▶ REQUIREMENT A
Translate this sentence from the article on Switzerland's asylum law into Spanish: "Asylum seekers admitted on a provisional basis will not have the right to bring their families to Switzerland until three years have passed."
▶ REQUIREMENT B
Extend the article on Switzerland's asylum law with a few sentences that pick up after its final one.
╭─ TEXT PASSAGE
Rejected asylum seekers will no longer receive social welfare Keystone

The House of Representatives has followed the Senate in tightening Switzerland's asylum law, despite a threat by the centre-left to force a referendum on the issue.

The House on Monday agreed to drop admission on humanitarian grounds along with social welfare for rejected asylum seekers. Only emergency aid is being retained.

After winning approval from the Senate, the rightwing justice minister Christoph Blocher succeeded in having his revision of the law on asylum seekers easily adopted.

The centre-right majority rejected by 107 votes to 76 the introduction of admission on humanitarian grounds, opting instead to work within the current system of provisional admission.

Asylum seekers admitted on a provisional basis will not have the right to bring their families to Switzerland until three years have passed.

Provisional admission

Provisional admission will be granted when return to the country of origin represents a concrete danger to the person, notably in case of war, conflict or medical distress. The cantons will retain the right to define conditions for difficult cases.

The House also ruled out social welfare for rejected asylum seekers, by 109 votes to 77. The majority found that a one-year trial period had been positive.
╰─
╭─ RECORDS SHOWN
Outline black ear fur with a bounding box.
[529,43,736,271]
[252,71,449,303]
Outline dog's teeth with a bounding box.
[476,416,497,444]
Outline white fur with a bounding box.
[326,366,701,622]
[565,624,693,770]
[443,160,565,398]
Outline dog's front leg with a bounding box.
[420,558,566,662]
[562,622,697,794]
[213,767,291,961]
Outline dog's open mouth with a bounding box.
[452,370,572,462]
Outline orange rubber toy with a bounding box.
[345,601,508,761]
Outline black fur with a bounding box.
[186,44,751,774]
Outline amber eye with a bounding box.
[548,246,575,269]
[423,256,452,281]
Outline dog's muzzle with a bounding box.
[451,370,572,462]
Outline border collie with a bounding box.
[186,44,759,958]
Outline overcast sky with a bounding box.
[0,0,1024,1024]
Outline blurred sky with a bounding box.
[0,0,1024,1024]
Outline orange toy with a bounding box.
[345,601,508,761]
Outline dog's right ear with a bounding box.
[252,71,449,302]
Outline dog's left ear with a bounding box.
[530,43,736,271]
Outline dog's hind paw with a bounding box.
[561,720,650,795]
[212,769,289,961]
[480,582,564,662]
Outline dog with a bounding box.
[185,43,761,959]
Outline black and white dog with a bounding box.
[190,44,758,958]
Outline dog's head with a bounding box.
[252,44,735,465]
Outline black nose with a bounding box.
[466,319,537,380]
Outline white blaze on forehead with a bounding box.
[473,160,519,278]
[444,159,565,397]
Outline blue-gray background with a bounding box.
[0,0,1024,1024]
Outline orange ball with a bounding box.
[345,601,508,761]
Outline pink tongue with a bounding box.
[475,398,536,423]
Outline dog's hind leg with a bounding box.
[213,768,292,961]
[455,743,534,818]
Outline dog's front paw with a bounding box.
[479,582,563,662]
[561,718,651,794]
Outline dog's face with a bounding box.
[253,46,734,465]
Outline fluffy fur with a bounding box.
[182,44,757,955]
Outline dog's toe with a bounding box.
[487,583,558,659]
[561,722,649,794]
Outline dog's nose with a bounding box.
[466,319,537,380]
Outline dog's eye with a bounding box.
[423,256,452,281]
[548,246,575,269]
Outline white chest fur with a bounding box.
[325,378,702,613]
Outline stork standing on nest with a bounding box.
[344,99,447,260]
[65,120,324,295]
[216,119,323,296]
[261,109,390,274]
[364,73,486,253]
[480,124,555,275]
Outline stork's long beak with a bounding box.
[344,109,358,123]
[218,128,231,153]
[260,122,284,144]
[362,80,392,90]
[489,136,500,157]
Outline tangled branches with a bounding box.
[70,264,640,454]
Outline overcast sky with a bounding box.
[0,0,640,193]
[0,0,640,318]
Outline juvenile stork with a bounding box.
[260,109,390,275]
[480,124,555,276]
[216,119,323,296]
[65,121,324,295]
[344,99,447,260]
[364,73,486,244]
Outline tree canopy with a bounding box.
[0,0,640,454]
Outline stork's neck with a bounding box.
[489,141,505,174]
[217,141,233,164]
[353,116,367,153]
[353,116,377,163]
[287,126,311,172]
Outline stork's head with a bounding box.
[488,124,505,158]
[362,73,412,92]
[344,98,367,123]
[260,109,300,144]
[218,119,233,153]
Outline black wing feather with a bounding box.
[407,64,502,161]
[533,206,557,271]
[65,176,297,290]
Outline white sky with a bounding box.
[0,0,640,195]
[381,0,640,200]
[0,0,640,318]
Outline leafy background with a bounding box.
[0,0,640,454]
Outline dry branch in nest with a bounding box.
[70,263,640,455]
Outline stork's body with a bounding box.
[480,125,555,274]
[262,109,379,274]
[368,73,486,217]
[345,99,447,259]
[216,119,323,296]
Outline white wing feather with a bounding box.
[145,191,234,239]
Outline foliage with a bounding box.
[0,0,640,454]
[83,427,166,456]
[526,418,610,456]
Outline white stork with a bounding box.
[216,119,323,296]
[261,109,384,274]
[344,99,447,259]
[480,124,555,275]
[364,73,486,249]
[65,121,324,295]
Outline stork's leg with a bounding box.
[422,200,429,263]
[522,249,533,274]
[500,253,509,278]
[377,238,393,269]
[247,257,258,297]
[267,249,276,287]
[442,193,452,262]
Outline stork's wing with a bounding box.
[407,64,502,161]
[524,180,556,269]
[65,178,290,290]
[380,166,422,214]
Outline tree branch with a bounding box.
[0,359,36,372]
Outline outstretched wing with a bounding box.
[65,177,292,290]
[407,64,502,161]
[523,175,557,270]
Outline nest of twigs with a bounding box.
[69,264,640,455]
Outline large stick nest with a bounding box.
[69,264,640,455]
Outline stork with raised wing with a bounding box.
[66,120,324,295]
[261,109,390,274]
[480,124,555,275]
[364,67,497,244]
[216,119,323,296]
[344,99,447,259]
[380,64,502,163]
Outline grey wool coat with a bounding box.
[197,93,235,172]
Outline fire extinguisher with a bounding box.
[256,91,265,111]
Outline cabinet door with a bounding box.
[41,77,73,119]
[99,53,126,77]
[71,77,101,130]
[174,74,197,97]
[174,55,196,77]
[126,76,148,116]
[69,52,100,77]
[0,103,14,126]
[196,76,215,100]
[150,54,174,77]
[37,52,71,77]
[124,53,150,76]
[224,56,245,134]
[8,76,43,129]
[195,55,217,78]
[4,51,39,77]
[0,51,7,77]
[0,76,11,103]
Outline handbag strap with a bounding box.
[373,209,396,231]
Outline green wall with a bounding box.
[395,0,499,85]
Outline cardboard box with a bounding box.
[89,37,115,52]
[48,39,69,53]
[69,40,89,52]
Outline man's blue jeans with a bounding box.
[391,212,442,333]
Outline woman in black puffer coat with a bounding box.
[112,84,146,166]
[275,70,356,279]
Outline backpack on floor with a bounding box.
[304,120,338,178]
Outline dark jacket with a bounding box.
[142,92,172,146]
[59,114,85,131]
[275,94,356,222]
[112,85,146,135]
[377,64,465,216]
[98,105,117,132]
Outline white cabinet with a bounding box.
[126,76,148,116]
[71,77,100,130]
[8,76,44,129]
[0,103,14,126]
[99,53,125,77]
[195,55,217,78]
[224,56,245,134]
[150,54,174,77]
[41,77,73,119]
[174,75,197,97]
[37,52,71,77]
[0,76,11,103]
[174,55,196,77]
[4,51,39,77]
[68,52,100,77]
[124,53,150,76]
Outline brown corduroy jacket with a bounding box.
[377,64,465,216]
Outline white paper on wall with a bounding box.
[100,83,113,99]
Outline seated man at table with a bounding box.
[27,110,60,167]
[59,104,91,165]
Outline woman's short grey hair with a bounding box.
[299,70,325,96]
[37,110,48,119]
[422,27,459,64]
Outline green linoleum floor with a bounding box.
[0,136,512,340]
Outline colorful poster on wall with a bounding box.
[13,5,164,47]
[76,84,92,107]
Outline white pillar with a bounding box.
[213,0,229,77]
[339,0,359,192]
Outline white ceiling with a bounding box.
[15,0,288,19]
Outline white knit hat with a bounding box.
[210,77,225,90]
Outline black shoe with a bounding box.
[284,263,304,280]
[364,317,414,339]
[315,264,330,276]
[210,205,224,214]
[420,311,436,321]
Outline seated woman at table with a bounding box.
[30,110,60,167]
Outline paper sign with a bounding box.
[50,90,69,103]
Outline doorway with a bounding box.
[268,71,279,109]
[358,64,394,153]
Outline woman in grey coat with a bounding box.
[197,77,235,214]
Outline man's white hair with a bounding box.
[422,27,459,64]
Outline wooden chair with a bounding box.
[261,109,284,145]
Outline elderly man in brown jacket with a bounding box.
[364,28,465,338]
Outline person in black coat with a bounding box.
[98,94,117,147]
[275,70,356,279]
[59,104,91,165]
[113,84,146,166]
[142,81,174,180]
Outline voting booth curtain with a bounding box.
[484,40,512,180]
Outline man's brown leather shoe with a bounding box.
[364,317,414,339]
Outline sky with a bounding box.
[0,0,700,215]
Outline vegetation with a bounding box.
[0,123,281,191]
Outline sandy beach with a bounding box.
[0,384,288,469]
╰─
▶ TASK OUTPUT A
Los solicitantes de asilo admitidos de forma provisional no tendrán derecho a traer a sus familias a Suiza hasta que hayan transcurrido tres años.

▶ TASK OUTPUT B
The aim of this measure is to speed up deportation of rejected asylum seekers. Cantons will be allocated SFr15,000 ($11,567) per case, to allow them to provide emergency assistance to rejected asylum seekers who are still in the country.

However, the chamber backed down from cancelling any emergency assistance to those who do not want to leave Switzerland after a negative decision, in line with a Federal Court ruling.

The issue will now return to the Senate for further debate.

In another vote on Tuesday, the House of Representatives raised the maximum detention period for foreigners awaiting deportation to 18 months for adults and nine months for minors over 15.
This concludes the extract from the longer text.